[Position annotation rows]
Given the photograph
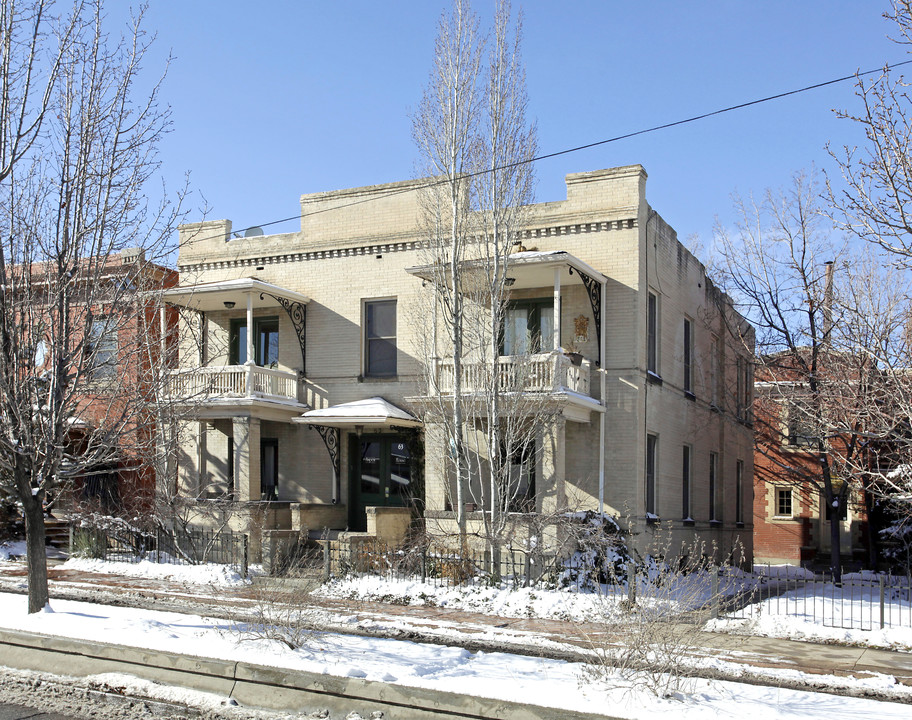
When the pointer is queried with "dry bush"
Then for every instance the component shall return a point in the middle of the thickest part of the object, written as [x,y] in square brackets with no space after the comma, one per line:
[281,611]
[649,633]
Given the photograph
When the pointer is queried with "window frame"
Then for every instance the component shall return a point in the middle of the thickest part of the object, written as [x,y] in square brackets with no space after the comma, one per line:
[784,494]
[235,346]
[652,334]
[103,348]
[687,482]
[688,357]
[533,325]
[651,474]
[370,340]
[714,487]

> **What you are asked to do**: Identify each line in the rows above that contains the word "queried" and copy those lines out in full. Letter case matters when matching.

> **Task output**:
When the pointer is queried with "dry bush"
When the pointer is queried with "window frame"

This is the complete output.